** BEGIN **

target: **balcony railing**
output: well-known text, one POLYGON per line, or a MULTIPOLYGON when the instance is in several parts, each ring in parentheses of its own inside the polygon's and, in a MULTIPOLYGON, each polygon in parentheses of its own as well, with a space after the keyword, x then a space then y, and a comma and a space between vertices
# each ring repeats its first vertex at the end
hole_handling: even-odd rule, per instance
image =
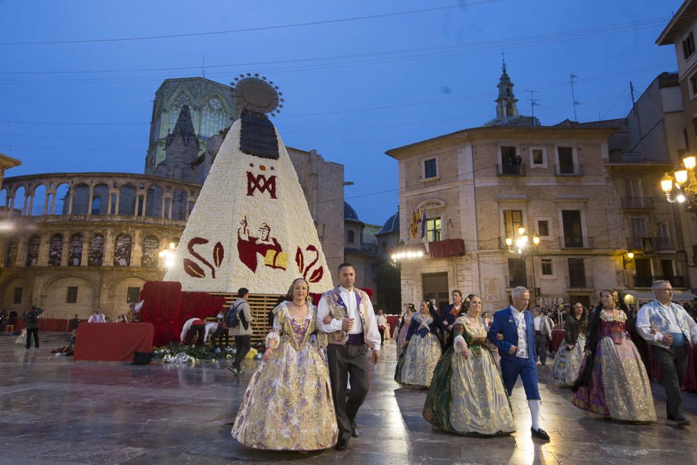
POLYGON ((497 165, 498 176, 525 176, 525 165, 522 163, 513 165, 497 165))
POLYGON ((622 197, 622 208, 625 210, 651 210, 653 199, 651 197, 622 197))
POLYGON ((509 275, 506 277, 508 287, 528 287, 528 280, 524 275, 509 275))
POLYGON ((669 281, 673 287, 684 287, 684 276, 637 276, 634 275, 634 287, 651 287, 654 281, 669 281))
POLYGON ((661 250, 673 250, 675 248, 673 240, 669 237, 661 236, 654 237, 631 237, 628 241, 628 247, 631 249, 641 249, 644 252, 660 252, 661 250))
POLYGON ((583 167, 572 165, 565 167, 557 165, 557 176, 583 176, 583 167))
POLYGON ((583 237, 562 237, 562 247, 565 249, 592 248, 593 238, 588 236, 583 237))

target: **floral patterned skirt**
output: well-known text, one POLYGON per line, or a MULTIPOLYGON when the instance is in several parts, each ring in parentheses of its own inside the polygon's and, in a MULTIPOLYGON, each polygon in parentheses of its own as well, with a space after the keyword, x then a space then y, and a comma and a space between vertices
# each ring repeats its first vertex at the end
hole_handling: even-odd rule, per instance
POLYGON ((574 345, 574 349, 567 349, 566 342, 562 342, 554 358, 554 367, 552 369, 552 379, 559 384, 566 386, 573 386, 581 370, 583 361, 583 347, 585 338, 579 337, 574 345))
POLYGON ((323 353, 312 343, 296 351, 282 340, 252 375, 232 437, 255 449, 304 451, 329 448, 337 435, 323 353))
POLYGON ((458 434, 508 434, 515 423, 501 374, 491 353, 465 360, 449 349, 434 373, 424 405, 434 426, 458 434))
POLYGON ((400 382, 428 388, 440 358, 441 342, 438 337, 430 333, 423 337, 415 334, 404 353, 400 382))
POLYGON ((574 405, 592 413, 625 421, 654 421, 651 383, 636 346, 629 338, 598 342, 589 385, 574 395, 574 405))

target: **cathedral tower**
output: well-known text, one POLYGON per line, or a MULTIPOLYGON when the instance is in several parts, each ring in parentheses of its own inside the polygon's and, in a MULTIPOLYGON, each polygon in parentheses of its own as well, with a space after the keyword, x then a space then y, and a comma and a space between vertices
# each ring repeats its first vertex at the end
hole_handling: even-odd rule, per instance
POLYGON ((504 119, 518 116, 516 102, 518 99, 513 94, 513 83, 506 73, 506 62, 503 62, 503 73, 498 80, 498 98, 496 102, 496 119, 504 119))

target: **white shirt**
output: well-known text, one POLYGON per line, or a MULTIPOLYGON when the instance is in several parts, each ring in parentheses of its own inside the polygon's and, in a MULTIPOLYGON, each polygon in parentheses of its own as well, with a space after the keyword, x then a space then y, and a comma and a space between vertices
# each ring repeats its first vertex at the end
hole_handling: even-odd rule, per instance
POLYGON ((105 317, 103 313, 99 313, 97 314, 92 314, 90 316, 89 319, 87 320, 87 323, 106 323, 107 319, 105 317))
MULTIPOLYGON (((653 302, 643 306, 639 310, 639 312, 636 314, 636 330, 638 331, 639 335, 650 342, 662 342, 663 334, 658 332, 655 334, 651 333, 651 322, 650 321, 651 317, 651 307, 656 305, 660 305, 664 310, 664 313, 668 317, 669 325, 668 333, 682 333, 682 330, 680 329, 680 324, 677 321, 677 317, 675 315, 675 311, 682 310, 682 312, 685 312, 685 309, 677 303, 674 303, 673 305, 670 304, 664 305, 657 300, 654 300, 653 302), (677 310, 673 310, 673 305, 679 308, 677 310)), ((690 339, 692 340, 692 343, 694 344, 695 342, 697 342, 697 323, 695 323, 695 321, 689 316, 687 317, 687 322, 690 326, 690 339)))
MULTIPOLYGON (((360 334, 365 333, 364 337, 366 342, 372 348, 374 351, 380 350, 380 333, 378 332, 377 319, 375 317, 375 310, 373 310, 373 303, 368 300, 368 305, 365 309, 365 322, 368 326, 368 330, 363 331, 363 322, 358 314, 358 305, 355 301, 355 292, 353 289, 348 289, 339 286, 339 292, 342 297, 342 300, 346 306, 346 315, 348 318, 353 319, 353 326, 348 331, 348 334, 360 334)), ((342 330, 342 320, 334 319, 328 325, 324 324, 322 321, 324 317, 329 314, 329 306, 327 305, 326 299, 322 298, 319 300, 319 305, 317 307, 317 328, 325 333, 334 333, 342 330)))
MULTIPOLYGON (((182 329, 181 329, 181 335, 180 335, 180 337, 179 337, 179 340, 181 340, 182 342, 184 342, 184 338, 186 337, 186 333, 188 333, 189 332, 189 329, 191 328, 191 323, 193 323, 194 321, 195 321, 196 320, 200 320, 200 321, 203 321, 203 320, 201 319, 200 319, 200 318, 190 318, 189 319, 187 319, 184 323, 184 327, 182 328, 182 329)), ((205 341, 205 340, 206 340, 206 337, 204 336, 204 341, 205 341)))
POLYGON ((528 358, 528 327, 525 322, 525 310, 520 312, 517 308, 511 305, 511 314, 513 315, 513 320, 515 321, 516 328, 518 330, 518 350, 516 351, 516 356, 521 358, 528 358))
POLYGON ((208 333, 215 333, 217 330, 217 323, 206 323, 206 333, 204 333, 204 342, 208 340, 208 333))

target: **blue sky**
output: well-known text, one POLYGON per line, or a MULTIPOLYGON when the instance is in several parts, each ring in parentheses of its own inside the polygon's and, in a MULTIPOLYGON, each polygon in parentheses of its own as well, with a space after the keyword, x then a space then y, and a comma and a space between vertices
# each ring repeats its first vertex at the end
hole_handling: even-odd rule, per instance
POLYGON ((155 90, 205 56, 208 79, 277 84, 284 142, 344 165, 347 201, 381 224, 398 203, 385 151, 493 118, 502 52, 521 113, 535 90, 542 124, 573 119, 574 73, 579 120, 622 117, 630 81, 638 96, 677 69, 654 41, 681 3, 0 0, 0 153, 23 162, 6 176, 142 173, 155 90), (75 40, 92 41, 17 43, 75 40))

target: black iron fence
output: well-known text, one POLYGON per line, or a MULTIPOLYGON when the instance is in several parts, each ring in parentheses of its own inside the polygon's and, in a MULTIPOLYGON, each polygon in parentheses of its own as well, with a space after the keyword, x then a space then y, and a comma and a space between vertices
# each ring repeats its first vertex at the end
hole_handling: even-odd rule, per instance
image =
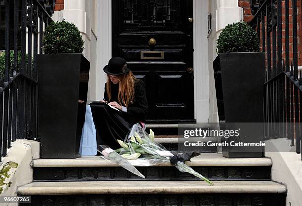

** END **

Task instructions
Could you give the part of the listing that opens with its first line and closes with the line containing "POLYGON ((583 237, 562" again, swapping "balcony railing" for "balcony balustrade" and leaving everything else unchanged? Leave the pictures out of your answer.

Response
target: **balcony balustrade**
output: well-known text, one POLYGON per line, or a MULTIPOLYGON when the instance is in several parts, each ring in parentheses of its own inside the polygon's and, in a MULTIPOLYGON, each polygon in parentheses of its own as well, with a space after the keyword, x then a space then y, and a comma and a space between vertices
# each ring repeats its first vertex at the end
hole_handling: even-odd rule, per instance
image =
POLYGON ((497 165, 498 176, 525 176, 525 165, 522 163, 513 165, 497 165))
POLYGON ((622 197, 622 208, 625 210, 651 210, 653 199, 651 197, 622 197))
POLYGON ((509 275, 506 277, 508 287, 528 287, 528 280, 524 275, 509 275))
POLYGON ((669 281, 673 287, 684 287, 684 276, 637 276, 634 275, 634 287, 651 287, 654 281, 669 281))
POLYGON ((661 250, 673 250, 675 248, 673 240, 669 237, 661 236, 654 237, 631 237, 628 241, 628 247, 631 249, 641 249, 644 252, 660 252, 661 250))
POLYGON ((583 167, 572 165, 565 167, 557 165, 557 176, 583 176, 583 167))
POLYGON ((583 237, 562 237, 562 247, 565 249, 592 248, 593 238, 588 236, 583 237))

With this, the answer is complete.